■ **Problem requirements**: Lay out the whole listing below as a numbered list, skipping blank lines and leaving out the pictures.
------
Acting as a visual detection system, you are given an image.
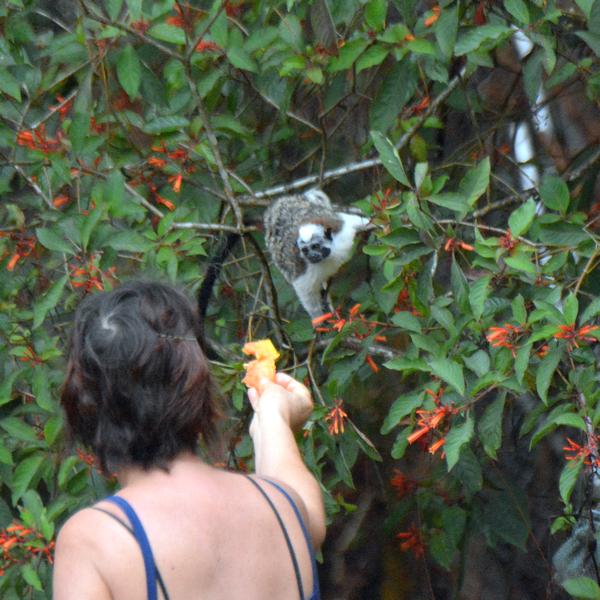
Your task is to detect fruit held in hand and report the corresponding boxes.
[242,340,279,391]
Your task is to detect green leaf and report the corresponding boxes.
[21,563,44,592]
[117,44,142,99]
[226,46,258,73]
[0,69,21,102]
[562,577,600,600]
[575,31,600,56]
[552,413,586,431]
[511,294,527,325]
[69,112,90,154]
[356,44,390,73]
[463,350,490,377]
[435,6,458,59]
[458,156,491,206]
[429,358,465,396]
[148,23,185,46]
[365,0,388,31]
[35,227,75,254]
[515,343,532,383]
[444,415,474,471]
[504,0,529,25]
[0,417,39,444]
[535,346,562,404]
[504,253,537,275]
[33,275,69,329]
[108,230,153,252]
[144,115,190,135]
[540,175,570,215]
[381,392,423,435]
[383,358,429,373]
[587,0,600,35]
[371,131,410,187]
[563,293,579,325]
[477,394,506,460]
[508,198,535,237]
[558,458,583,504]
[538,222,591,248]
[106,0,123,21]
[392,310,421,333]
[580,298,600,325]
[370,60,419,132]
[125,0,143,21]
[427,192,469,214]
[469,275,492,321]
[328,38,369,73]
[79,208,103,251]
[454,24,512,56]
[11,452,46,505]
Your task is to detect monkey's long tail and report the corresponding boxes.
[198,233,240,347]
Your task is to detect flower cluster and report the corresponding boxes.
[69,256,116,294]
[140,144,196,211]
[0,231,36,271]
[485,323,523,356]
[554,325,600,350]
[325,398,348,435]
[369,188,399,213]
[396,525,425,558]
[499,229,519,254]
[444,238,475,252]
[312,304,387,373]
[390,469,417,498]
[0,523,54,577]
[563,435,600,468]
[407,387,460,456]
[17,123,62,155]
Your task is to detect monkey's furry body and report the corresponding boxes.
[264,190,370,318]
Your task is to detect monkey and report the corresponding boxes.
[264,189,373,319]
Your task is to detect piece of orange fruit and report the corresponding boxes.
[242,339,279,391]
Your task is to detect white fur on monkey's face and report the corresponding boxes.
[296,223,333,264]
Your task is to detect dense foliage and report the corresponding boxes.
[0,0,600,599]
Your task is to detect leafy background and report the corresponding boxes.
[0,0,600,599]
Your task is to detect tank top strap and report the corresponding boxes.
[105,496,158,600]
[263,479,321,600]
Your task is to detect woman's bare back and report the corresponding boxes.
[60,455,313,600]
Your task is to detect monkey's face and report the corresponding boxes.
[296,223,333,264]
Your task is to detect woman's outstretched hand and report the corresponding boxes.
[248,373,313,435]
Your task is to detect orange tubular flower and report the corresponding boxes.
[194,40,221,52]
[148,156,167,169]
[325,398,348,435]
[365,354,380,374]
[486,323,523,356]
[424,5,442,27]
[167,173,183,194]
[155,194,176,212]
[500,229,519,254]
[554,325,600,350]
[52,194,71,208]
[396,525,425,558]
[429,438,446,454]
[390,469,417,498]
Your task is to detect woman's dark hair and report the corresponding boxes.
[61,282,218,471]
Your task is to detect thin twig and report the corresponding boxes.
[246,72,462,199]
[436,219,545,248]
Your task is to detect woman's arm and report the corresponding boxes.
[248,373,325,548]
[52,511,112,600]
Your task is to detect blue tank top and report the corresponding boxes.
[99,475,321,600]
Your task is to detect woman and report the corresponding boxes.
[54,283,325,600]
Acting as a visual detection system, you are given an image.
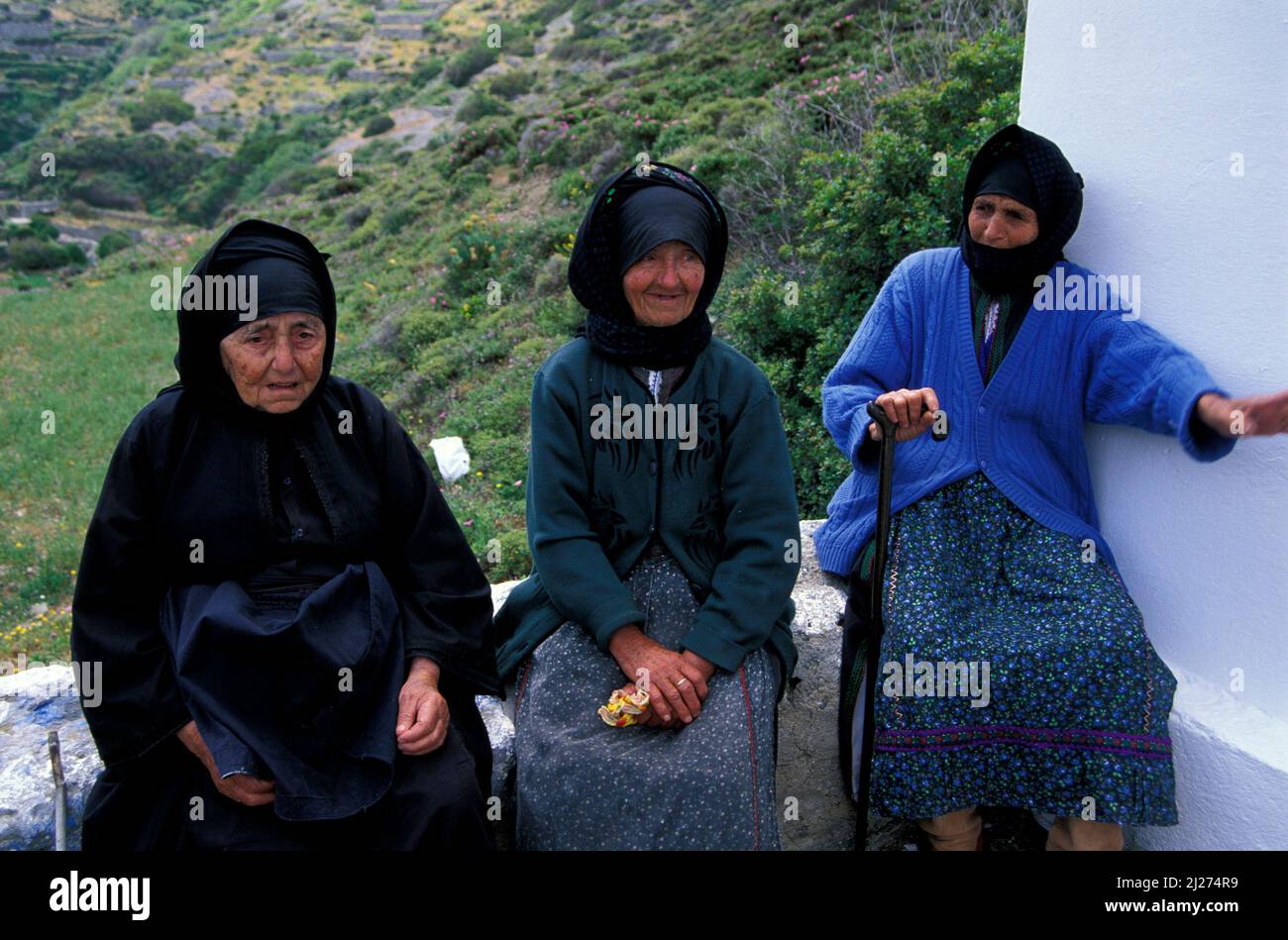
------
■ **Exercise result**:
1. Acting as a visual detection system, you are given an image.
2. Your task is to detect fruit held in hand and report the corresponding boxes.
3. [242,340,279,391]
4. Your task is to detect green leaf and report the corresponding boxes.
5. [21,563,44,592]
6. [117,44,142,99]
7. [226,46,258,73]
8. [0,69,21,102]
9. [562,577,600,600]
10. [575,31,600,56]
11. [552,413,586,431]
12. [511,294,527,325]
13. [69,112,90,154]
14. [356,44,390,73]
15. [463,350,490,377]
16. [435,6,458,59]
17. [458,156,491,206]
18. [429,358,465,396]
19. [148,23,185,46]
20. [365,0,388,31]
21. [35,227,75,254]
22. [515,343,532,383]
23. [444,415,474,471]
24. [504,0,529,25]
25. [0,417,39,444]
26. [535,346,562,404]
27. [504,253,537,275]
28. [33,275,69,329]
29. [108,230,153,252]
30. [144,115,190,135]
31. [540,175,570,215]
32. [381,392,423,435]
33. [383,358,429,373]
34. [587,0,600,35]
35. [371,131,410,187]
36. [563,293,579,325]
37. [477,394,506,460]
38. [508,198,535,237]
39. [558,458,583,504]
40. [538,222,591,248]
41. [106,0,123,21]
42. [392,310,421,333]
43. [580,298,600,325]
44. [370,60,419,132]
45. [125,0,143,21]
46. [427,192,469,214]
47. [469,275,492,321]
48. [328,38,369,73]
49. [79,208,103,251]
50. [454,24,512,56]
51. [11,452,46,505]
52. Your task is to detect monkey's long tail and report the corresponding boxes.
53. [198,233,240,347]
54. Your task is to detect flower cluster and report the corresponding boxes.
55. [69,256,116,294]
56. [140,144,196,211]
57. [0,231,36,271]
58. [485,323,523,356]
59. [554,325,600,350]
60. [325,398,348,435]
61. [369,188,399,213]
62. [396,525,425,558]
63. [499,229,519,254]
64. [444,238,475,252]
65. [312,304,387,373]
66. [390,469,417,498]
67. [0,523,54,577]
68. [563,435,600,468]
69. [407,387,460,456]
70. [17,123,62,155]
71. Your task is to detect monkey's furry body and report the corresponding boxes.
72. [264,190,370,318]
73. Your task is to detect monkey and report the corresponding boxes.
74. [264,189,373,319]
75. Your task is to detect piece of orange fruit and report the corresponding boxes.
76. [242,339,279,391]
77. Your task is to detect white fur on monkey's face and report the corresponding boxes.
78. [296,223,333,264]
79. Your task is to detect dense foliage and report the corresponding boxes.
80. [0,0,600,599]
81. Your task is to detect leafy background and report the corresponding boxes.
82. [0,0,600,599]
83. Your task is to detect tank top strap and report the corresponding boxes.
84. [105,496,158,600]
85. [263,479,321,600]
86. Your task is to detect woman's bare back and report the corresponding boxes.
87. [60,455,313,600]
88. Your task is to detect monkey's face and report the corresponding boxes.
89. [296,223,333,264]
90. Your task is to detect woman's outstretched hand and report the corresponding boxes.
91. [248,373,313,435]
92. Your task is to detect orange tubular flower and report the corresponding boxes.
93. [194,40,221,52]
94. [148,156,167,169]
95. [325,398,348,435]
96. [365,354,380,374]
97. [486,323,523,356]
98. [424,5,442,27]
99. [167,173,183,194]
100. [155,194,176,212]
101. [500,229,519,254]
102. [554,325,600,350]
103. [52,194,71,208]
104. [396,525,425,558]
105. [429,438,446,454]
106. [390,469,417,498]
107. Your task is to detect woman's dark hair and report the corresponding boxes.
108. [61,282,218,471]
109. Your task is to detect thin twig and report the corresponding boxes.
110. [246,72,462,199]
111. [436,219,545,248]
112. Your task is to detect woman's arm and report the corresponding boxes.
113. [248,373,325,548]
114. [52,511,112,600]
115. Your task is to detect blue tank top and report the corresponding boxes.
116. [99,475,321,600]
117. Your task is to detect woman and report the corresponding boxes.
118. [54,283,325,600]
119. Acting as a visual detection system, you are given an image.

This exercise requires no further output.